Ways to track your risk for cardiovascular disease
Carotid Ultrasound IMT Score
Not surprisingly perhaps, the health of the carotid arteries (the ones that carry oxygen and nutrients to the brain) can give great insight into the health of the cardiovascular system overall. It is also a quick, noninvasive, and easy measurement to take and without radiation.
The exam determines the thickness of the artery wall and compares the ratio of the endothelium (the thin, innermost layer of a blood vessel) to the medial (or middle layer). This will give you an Intema Media Thickness Score, which will tell you the amount of plaque in your carotid artery and which will indirectly give you an indication of what the plaque is probably like in the rest of your arteries sand more directly what your risk is of experiencing a stroke. It is noninvasive and requires no X-ray and can be used to track your plaque. It is also covered by most insurance companies.
Genova Diagnostics Cardiovascular Health Plus Genomics
This comprehensive blood test analyzes lipid markers and advanced markers for cardiovascular disease as well as a patient’s genomic predisposition to cardiovascular disease. It includes the genomic markers APOE, MTHFR (the enzyme in folate metabolism), and Factor II and Factor V (causes increased risk of blood clots). Advanced markers include LDL-particle number, HDL-particle number, LDL-size, hs-CRP, Lp(a), Lp-PLA2, homocysteine level, fibrinogen level, and insulin resistance score. This is a very economical test that gives a tremendous amount of information that by modifying the risk factors, can save your life.

:: INFORMATION ::
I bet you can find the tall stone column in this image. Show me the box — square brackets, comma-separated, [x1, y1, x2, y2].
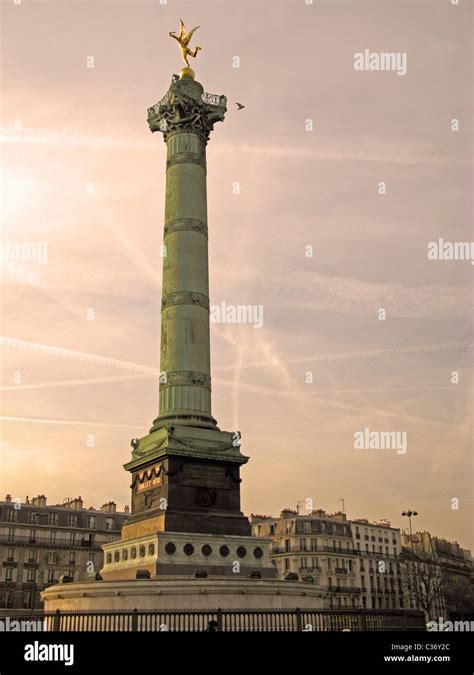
[149, 77, 219, 431]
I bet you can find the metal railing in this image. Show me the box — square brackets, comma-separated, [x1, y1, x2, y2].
[3, 608, 426, 632]
[0, 534, 103, 551]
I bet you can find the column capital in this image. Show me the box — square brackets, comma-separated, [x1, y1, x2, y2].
[148, 75, 227, 143]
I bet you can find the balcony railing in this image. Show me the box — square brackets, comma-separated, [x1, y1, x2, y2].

:: REQUIRED ACTIONS ::
1) In the text on tracking cardiovascular risk, which genomic markers does the Genova Diagnostics blood test include? List them all.
2) According to the text on tracking cardiovascular risk, what do the carotid arteries carry to the brain?
3) Continue the text on tracking cardiovascular risk from its last sentence.

:: ANSWER LIST ::
1) APOE, MTHFR, Factor II, Factor V

2) Oxygen and nutrients.

3)
The Berkeley Heartlab
This is the most comprehensive cardiac panel, but it is rather expensive. It includes LDL particle size as a distribution of seven subclasses, HDL particle size as a distribution of five subclasses, Apo B, Lp(a), homocysteine, APOE, LPA aspirin check genotype test, statin check genotype test, Lp-PLA2, hs-CRP, insulin, WT-pro BWP (detection of clinical and subclinical cardiac dysfunction), and Q-LDL (atherogenic subclass of ventilation). The Berkeley Heartlab is an excellent test and also offers a 4MyHeart program for disease management.
The Vertical Auto Profile (VAP)
A vertical auto profile is a more thorough test for different types of cholesterol. While it tests LDL and HDL levels, it also breaks down further into subcategories that research is finding have greater value. For instance, they test for two forms of HDL cholesterol, commonly referred to as HDL1 and HDL2, of which HDL2 is the more important to cardiovascular health. In other words, a high HDL count in a normal cholesterol test could be slightly misleading if it was mostly HDL1, or a low HDL level could be better if it was almost all HDL2. It also test LDL subcategories and for Lp(a) levels. The VAP uses a blood sample just as standard blood test do, even though the feedback is much more specific.
The NMR lipoprofile uses a nuclear magnetic resonance (NMR) spectroscopy to give a quick, snapshot measurement of the size and number of LDL particles as well those of HDL and VLDL (very-low-density lipoproteins). This information allows doctors and patients to design more specific treatment programs tan standard cholesterol tests. It is not the level of overall LDL that is dangerous as much as it is the number of LDL particles. Also, VLDL particles have been shown to be just as dangerous if not more dangerous than simple LDL because they have a tendency to increase the number of LDL clusters and weaken the effectiveness of HDL particles. Thankfully, VLDL responds to many of the same interventions as triglycerides and LDL do.